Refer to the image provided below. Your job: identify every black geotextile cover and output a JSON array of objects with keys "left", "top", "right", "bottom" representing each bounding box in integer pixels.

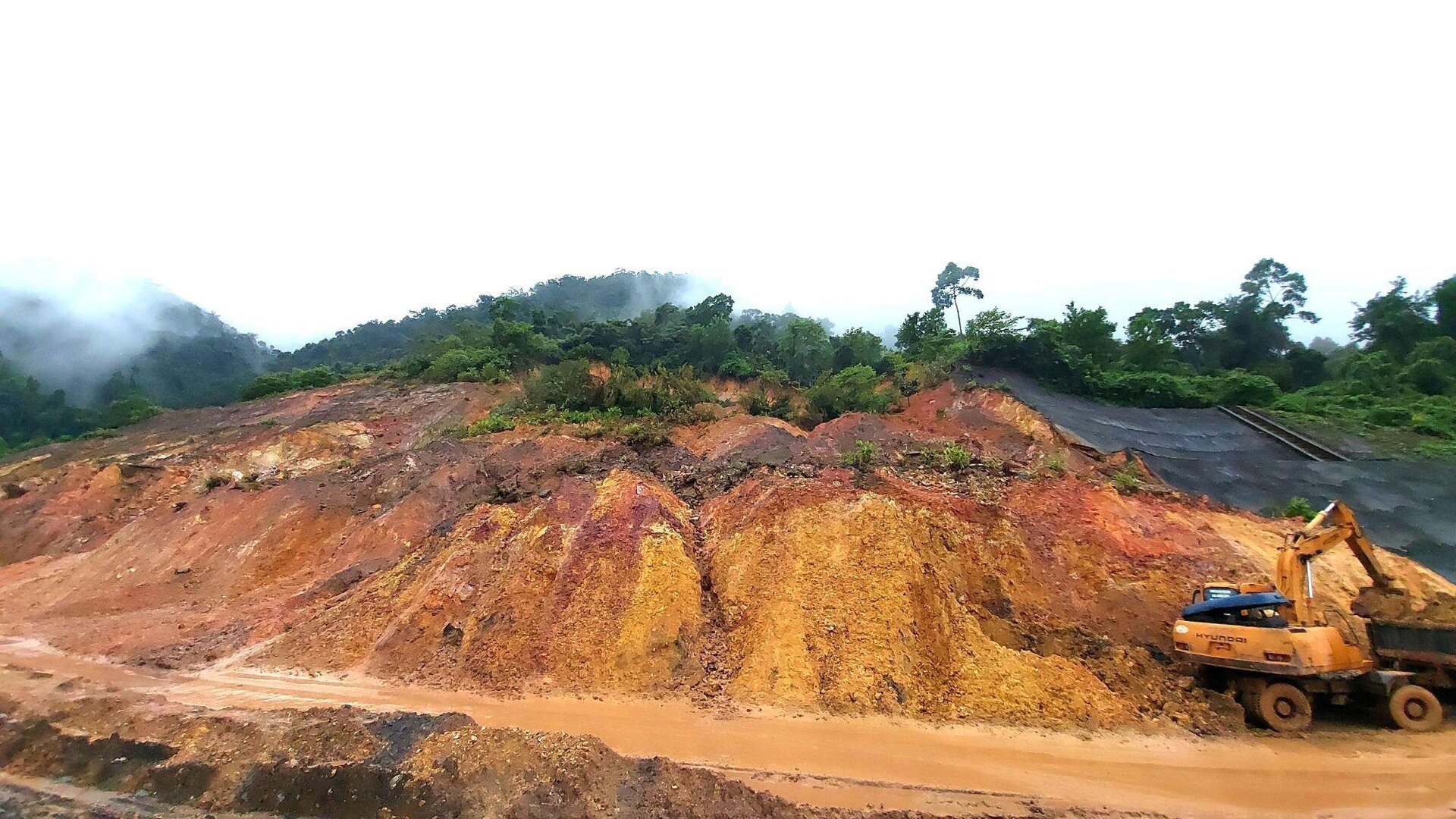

++++++++++++++++++++

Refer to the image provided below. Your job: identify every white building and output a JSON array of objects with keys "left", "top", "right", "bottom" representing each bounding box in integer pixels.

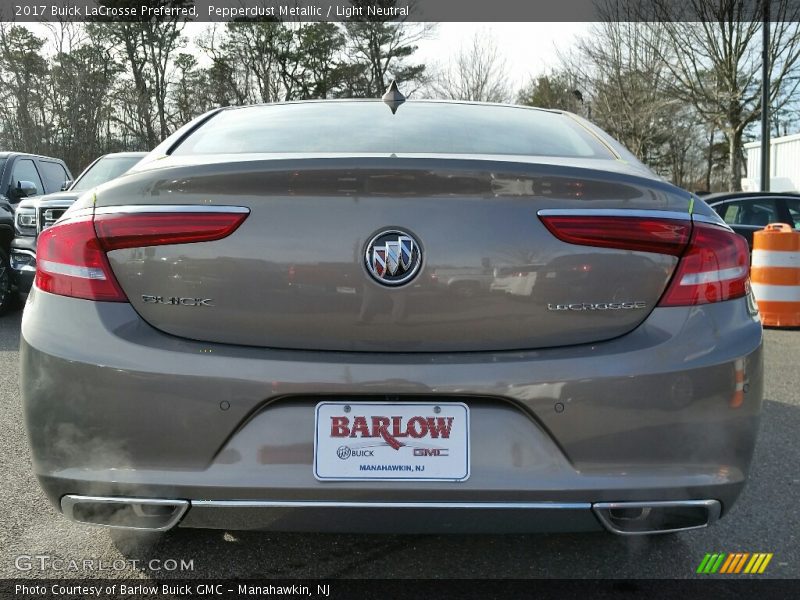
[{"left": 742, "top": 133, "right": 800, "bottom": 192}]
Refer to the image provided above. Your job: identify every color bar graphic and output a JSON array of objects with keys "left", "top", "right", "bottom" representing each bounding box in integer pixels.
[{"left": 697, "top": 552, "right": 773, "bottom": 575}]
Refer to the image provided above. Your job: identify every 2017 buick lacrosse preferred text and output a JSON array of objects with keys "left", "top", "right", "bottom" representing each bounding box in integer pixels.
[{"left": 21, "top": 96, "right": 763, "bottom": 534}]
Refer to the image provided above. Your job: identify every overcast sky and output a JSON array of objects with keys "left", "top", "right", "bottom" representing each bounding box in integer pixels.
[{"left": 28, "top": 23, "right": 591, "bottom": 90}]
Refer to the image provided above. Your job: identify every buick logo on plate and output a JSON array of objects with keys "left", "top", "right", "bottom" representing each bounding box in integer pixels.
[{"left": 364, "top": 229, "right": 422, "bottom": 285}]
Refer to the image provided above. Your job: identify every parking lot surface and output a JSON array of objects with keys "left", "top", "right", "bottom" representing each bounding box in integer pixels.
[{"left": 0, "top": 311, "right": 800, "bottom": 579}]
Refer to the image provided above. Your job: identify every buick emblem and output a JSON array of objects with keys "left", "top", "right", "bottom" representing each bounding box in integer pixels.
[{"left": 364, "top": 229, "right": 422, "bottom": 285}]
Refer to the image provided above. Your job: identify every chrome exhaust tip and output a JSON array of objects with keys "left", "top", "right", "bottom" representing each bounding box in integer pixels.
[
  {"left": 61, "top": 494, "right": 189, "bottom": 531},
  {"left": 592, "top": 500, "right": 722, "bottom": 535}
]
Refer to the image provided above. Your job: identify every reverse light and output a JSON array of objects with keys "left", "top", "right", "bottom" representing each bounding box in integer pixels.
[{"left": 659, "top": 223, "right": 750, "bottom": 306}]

++++++++++++++++++++

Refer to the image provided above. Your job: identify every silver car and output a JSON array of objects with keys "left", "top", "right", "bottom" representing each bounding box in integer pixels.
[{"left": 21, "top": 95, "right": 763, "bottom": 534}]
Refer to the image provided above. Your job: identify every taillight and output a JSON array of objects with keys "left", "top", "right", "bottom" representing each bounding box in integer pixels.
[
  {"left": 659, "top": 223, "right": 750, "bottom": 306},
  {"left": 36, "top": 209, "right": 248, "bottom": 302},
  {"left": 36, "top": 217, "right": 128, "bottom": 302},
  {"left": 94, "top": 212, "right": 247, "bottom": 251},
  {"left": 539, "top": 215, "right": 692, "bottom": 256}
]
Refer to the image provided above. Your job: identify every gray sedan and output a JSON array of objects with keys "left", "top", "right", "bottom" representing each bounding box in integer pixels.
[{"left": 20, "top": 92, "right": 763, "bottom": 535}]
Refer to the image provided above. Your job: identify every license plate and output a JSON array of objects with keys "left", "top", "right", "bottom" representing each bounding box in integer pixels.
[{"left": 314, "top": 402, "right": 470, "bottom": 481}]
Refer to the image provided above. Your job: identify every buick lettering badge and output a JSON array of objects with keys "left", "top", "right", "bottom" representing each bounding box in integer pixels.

++++++++++++++++++++

Aim of the task -> Rewrite everything in the data from the line containing "identify every license" down to the line containing "every buick lettering", replacing "integer pixels" with "whole-number pixels" and leaving all else unchanged.

Solution for this problem ->
Refer to the image provided above. Your job: identify every license plate and output a JSON array of objects with keys "left", "top", "right", "bottom" representing each bounding box in whole-number pixels.
[{"left": 314, "top": 402, "right": 470, "bottom": 481}]
Refer to the image provided above. Your job: identify every buick lettering badge and output a JSON array of objects with keys "left", "top", "right", "bottom" representing each bounding box in whole-number pixels.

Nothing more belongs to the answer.